▶ [Source extract]:

++++++++++

Basking shark: $131,348
At 12 metres long, the second largest shark in existence is also a sought-after prey in the illegal trade. Although it is now protected worldwide as an endangered species whose current population is unknown, the basking shark is easy prey because of its tame behaviour and its habit of frequenting shallow waters. Although both basking sharks and whale sharks are relatively rare in the meat and fin trade, DNA techniques have allowed researchers and authorities to identify their covert presence in food products sold to the public through legal channels in Asian countries.
Great white shark: $91,729
The shark that the movies have turned into the terror of bathers everywhere is, in fact, the main culprit in fatal attacks on humans. But these occurrences are so rare that we are a far greater threat to them; recent censuses have detected an alarming decline in white shark numbers below the limit of a genetically viable population, in waters like those of South Africa that are crucial to their conservation.
Indian rhinoceros: $72,200
As with other rhino species, conservation efforts have also succeeded in rescuing the Indian rhino from a low of 200 in 1900 to nearly 3,600 today. However, poaching is a constant threat in India’s Kaziranga National Park, which is home to two-thirds of the population of the one-horned armoured animals. Although the fight against poaching is intense, researchers report that fines amount to only 2% of the potential value of the specimens on the illegal market.
Javan rhinoceros: $67,600
Only 74 specimens now survive of what was once the most widespread species of Asian rhino, and which human hunting has led to its current critically endangered status; the last animal on the Asian continent was shot by poachers in 2010 in Vietnam. The current population is confined to Ujung Kulon National Park on the island of Java, Indonesia. Intense conservation efforts are aimed at reviving the survival of this species, the rarest of the world’s large mammals.

++++++++++

▶ [Tasks and exercises]:
• a. Set down the passage on endangered animals word for word from "Javan rhinoceros: $67,600" to "world’s large mammals.".
• b. According to the passage on endangered animals, where is the current Javan rhinoceros population confined?
• c. Write what comes next in the passage on endangered animals, picking up after its final sentence.
None of this depends on the records.

(Stored items)
++++++++++

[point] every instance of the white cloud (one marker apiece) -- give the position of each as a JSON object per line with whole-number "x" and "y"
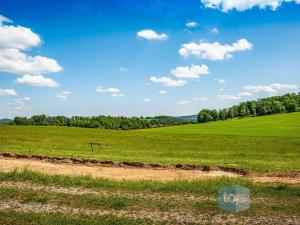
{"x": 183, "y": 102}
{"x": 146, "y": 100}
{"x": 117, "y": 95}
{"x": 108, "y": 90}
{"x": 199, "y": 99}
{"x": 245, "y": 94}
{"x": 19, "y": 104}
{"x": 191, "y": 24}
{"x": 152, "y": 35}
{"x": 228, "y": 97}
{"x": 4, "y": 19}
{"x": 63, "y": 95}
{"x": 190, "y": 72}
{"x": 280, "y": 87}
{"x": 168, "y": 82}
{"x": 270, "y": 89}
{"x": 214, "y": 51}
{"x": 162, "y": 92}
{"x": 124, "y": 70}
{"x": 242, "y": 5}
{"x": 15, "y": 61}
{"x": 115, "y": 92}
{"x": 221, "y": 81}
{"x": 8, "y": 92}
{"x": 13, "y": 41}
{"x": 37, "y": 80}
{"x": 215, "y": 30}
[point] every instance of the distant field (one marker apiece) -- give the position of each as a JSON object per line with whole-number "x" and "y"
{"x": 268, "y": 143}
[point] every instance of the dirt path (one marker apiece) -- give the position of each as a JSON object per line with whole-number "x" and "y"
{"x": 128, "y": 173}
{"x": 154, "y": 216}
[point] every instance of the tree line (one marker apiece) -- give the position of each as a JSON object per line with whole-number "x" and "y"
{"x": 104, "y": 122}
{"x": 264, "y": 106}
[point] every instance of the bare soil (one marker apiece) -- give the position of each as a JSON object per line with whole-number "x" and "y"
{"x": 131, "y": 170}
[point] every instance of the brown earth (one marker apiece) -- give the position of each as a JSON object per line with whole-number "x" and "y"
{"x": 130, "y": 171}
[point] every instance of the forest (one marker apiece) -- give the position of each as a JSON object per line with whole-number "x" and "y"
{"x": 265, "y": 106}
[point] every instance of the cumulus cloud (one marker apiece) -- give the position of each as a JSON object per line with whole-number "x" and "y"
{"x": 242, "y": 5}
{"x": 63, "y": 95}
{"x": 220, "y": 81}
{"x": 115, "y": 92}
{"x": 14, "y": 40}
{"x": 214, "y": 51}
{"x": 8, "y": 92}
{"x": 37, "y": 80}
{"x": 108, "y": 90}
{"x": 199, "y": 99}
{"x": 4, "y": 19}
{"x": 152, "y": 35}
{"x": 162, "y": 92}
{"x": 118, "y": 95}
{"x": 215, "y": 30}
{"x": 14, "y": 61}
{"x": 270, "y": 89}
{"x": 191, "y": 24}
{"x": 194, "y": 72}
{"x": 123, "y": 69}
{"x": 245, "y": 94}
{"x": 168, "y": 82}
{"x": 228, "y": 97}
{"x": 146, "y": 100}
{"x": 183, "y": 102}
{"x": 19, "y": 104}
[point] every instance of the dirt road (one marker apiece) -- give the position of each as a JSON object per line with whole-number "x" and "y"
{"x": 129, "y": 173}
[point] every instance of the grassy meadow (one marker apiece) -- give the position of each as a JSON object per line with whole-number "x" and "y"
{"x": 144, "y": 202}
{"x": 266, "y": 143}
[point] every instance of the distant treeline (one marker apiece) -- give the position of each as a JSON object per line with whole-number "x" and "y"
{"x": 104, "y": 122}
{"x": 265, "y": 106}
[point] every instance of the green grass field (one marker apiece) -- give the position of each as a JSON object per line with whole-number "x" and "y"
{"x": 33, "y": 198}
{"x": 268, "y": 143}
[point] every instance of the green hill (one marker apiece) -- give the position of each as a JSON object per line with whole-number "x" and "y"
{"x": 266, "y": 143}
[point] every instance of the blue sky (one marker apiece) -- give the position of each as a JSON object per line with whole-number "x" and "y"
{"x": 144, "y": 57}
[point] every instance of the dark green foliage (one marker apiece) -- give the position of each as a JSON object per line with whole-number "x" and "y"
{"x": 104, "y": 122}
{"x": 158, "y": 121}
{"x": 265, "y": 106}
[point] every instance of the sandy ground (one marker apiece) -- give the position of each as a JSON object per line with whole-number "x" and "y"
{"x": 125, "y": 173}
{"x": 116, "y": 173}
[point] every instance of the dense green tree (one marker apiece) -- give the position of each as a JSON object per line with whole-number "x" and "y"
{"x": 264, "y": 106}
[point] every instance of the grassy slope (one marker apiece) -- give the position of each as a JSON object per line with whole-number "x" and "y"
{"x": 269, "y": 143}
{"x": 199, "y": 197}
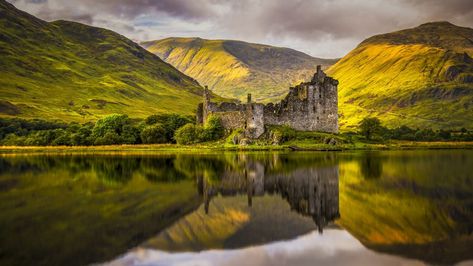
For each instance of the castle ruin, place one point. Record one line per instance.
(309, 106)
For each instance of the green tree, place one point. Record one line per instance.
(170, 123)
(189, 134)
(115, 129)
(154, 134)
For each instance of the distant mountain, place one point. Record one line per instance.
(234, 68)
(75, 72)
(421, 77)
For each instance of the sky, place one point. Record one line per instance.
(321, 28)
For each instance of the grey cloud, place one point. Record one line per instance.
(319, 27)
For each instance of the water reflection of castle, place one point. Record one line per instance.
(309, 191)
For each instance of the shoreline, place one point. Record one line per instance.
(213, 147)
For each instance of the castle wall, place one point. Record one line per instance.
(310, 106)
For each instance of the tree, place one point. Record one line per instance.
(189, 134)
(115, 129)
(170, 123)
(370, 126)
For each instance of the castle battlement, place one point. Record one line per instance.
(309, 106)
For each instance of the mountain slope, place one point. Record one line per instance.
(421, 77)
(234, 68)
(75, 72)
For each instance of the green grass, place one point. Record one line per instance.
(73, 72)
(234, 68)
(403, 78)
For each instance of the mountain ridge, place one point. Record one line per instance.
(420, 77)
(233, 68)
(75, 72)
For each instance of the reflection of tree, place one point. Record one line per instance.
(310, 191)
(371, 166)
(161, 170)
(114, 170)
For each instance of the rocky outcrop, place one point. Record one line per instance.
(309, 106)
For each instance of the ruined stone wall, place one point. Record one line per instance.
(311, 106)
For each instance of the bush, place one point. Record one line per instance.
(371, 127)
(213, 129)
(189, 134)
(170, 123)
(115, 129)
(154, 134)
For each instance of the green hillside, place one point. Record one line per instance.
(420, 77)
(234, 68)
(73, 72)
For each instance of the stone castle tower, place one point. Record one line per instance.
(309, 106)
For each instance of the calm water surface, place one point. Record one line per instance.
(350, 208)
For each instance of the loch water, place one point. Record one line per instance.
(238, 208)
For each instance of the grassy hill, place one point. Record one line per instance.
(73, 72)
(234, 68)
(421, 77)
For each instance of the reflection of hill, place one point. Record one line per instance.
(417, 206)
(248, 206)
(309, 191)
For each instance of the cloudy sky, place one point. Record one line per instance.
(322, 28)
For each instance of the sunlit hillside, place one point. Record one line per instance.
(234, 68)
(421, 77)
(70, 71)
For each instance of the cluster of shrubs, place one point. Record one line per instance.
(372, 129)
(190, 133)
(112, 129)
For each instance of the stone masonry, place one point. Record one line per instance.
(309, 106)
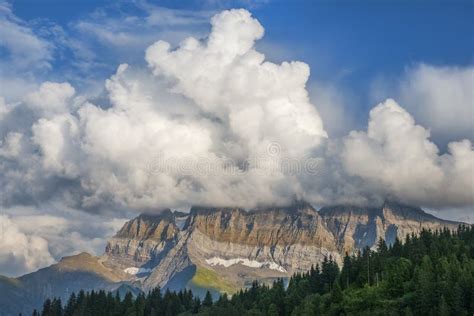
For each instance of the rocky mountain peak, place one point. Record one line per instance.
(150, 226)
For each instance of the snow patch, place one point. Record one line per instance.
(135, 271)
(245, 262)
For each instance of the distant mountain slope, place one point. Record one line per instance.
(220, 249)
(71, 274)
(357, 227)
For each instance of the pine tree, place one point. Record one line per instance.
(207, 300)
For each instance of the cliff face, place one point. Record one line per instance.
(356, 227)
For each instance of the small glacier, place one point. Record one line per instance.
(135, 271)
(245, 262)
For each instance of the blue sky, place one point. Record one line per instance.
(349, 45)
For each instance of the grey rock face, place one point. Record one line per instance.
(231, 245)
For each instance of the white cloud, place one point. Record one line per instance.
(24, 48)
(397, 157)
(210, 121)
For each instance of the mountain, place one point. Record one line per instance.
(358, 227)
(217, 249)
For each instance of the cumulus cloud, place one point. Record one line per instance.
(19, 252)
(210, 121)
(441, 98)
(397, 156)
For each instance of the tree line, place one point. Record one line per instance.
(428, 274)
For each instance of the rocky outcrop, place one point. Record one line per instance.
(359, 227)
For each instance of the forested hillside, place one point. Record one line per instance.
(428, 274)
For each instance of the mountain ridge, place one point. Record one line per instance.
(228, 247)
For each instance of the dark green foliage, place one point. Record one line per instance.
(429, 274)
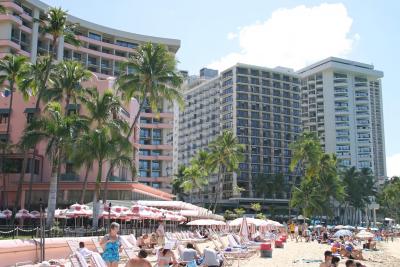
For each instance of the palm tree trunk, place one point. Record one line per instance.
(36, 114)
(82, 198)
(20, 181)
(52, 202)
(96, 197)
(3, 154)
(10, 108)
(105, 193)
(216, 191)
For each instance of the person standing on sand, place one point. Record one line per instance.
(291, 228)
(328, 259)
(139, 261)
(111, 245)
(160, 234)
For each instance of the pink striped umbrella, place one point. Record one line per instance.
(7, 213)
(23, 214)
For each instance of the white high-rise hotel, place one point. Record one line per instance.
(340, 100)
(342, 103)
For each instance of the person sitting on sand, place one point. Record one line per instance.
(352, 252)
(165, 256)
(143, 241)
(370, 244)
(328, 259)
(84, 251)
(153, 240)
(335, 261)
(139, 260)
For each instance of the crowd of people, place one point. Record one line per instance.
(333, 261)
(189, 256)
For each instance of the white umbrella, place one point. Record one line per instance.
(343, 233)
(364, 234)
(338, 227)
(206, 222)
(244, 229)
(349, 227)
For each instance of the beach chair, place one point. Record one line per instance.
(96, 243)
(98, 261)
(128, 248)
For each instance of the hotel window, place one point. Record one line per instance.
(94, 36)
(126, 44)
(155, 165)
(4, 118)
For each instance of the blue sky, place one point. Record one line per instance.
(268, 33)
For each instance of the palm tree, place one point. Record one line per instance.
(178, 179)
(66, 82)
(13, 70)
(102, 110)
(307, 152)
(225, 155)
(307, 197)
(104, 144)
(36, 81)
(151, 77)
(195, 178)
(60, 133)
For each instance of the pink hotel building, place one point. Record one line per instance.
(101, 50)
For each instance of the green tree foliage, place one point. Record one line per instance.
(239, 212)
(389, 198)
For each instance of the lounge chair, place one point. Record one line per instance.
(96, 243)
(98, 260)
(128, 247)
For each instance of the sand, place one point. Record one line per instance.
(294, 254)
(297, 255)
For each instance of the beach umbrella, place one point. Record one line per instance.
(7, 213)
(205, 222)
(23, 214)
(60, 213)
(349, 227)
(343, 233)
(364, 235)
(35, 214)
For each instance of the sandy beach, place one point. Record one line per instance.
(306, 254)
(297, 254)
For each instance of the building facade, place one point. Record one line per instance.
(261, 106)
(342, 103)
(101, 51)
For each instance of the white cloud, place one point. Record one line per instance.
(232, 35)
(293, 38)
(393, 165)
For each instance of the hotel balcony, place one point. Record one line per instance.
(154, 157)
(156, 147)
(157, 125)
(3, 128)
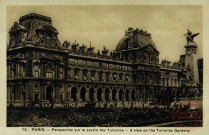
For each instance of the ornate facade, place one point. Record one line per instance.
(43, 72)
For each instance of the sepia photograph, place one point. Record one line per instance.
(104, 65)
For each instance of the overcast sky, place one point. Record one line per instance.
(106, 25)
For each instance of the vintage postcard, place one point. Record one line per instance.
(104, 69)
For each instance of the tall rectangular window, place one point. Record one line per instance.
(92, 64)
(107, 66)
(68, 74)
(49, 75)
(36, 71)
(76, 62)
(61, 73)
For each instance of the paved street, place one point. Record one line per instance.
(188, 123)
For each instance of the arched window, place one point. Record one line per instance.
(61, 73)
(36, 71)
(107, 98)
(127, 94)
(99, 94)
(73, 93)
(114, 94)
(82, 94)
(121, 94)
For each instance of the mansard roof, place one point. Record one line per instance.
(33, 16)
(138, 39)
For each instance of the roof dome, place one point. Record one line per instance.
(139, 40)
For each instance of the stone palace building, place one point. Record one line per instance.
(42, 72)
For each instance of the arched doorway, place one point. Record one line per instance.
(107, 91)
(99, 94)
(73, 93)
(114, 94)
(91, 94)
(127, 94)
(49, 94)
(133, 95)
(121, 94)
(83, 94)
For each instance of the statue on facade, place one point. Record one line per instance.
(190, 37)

++++++++++

▶ [Answers for the exercise]:
• a.
Javan rhinoceros: $67,600
Only 74 specimens now survive of what was once the most widespread species of Asian rhino, and which human hunting has led to its current critically endangered status; the last animal on the Asian continent was shot by poachers in 2010 in Vietnam. The current population is confined to Ujung Kulon National Park on the island of Java, Indonesia. Intense conservation efforts are aimed at reviving the survival of this species, the rarest of the world’s large mammals.

• b. Ujung Kulon National Park on the island of Java, Indonesia.

• c.
African Elephant: $53,768
International trade in ivory was banned in 1989, but this so-called “white gold”, whose main source is elephant tusks and which is sold as a decorative luxury item, continues to be a major driver of poaching, with a black market price of about $2,840 per kilo. In Africa alone, more than 30,000 elephants are killed each year. But while ivory may represent the best-known face of the illegal trade to the general public, it is not the only elephant product being profited from: an investigation by the anti-trafficking network Traffic found that in the markets of Asia, it is common to find almost every part of an elephant for sale, including teeth, hair, bones, tails, trunks and even skin, which is sold as a traditional remedy and served in restaurants.
Polar bear: $31,340
Nor are the planet’s coldest and most extreme latitudes spared from wildlife trafficking: the polar bear rounds off the list of the 10 most highly-prized species. These animals are coveted for their fur, although their meat is also consumed. In fact, hunting is legal, and climate change is often seen as a bigger threat to the species. However, voices such as Norwegian conservationist Ole Liodden warn that this hunting is not sustainable. According to Liodden, an average of 991 bears were shot annually between 1963 and 2016, for a total of 53,000 bears. Today, around 25,000 bears survive.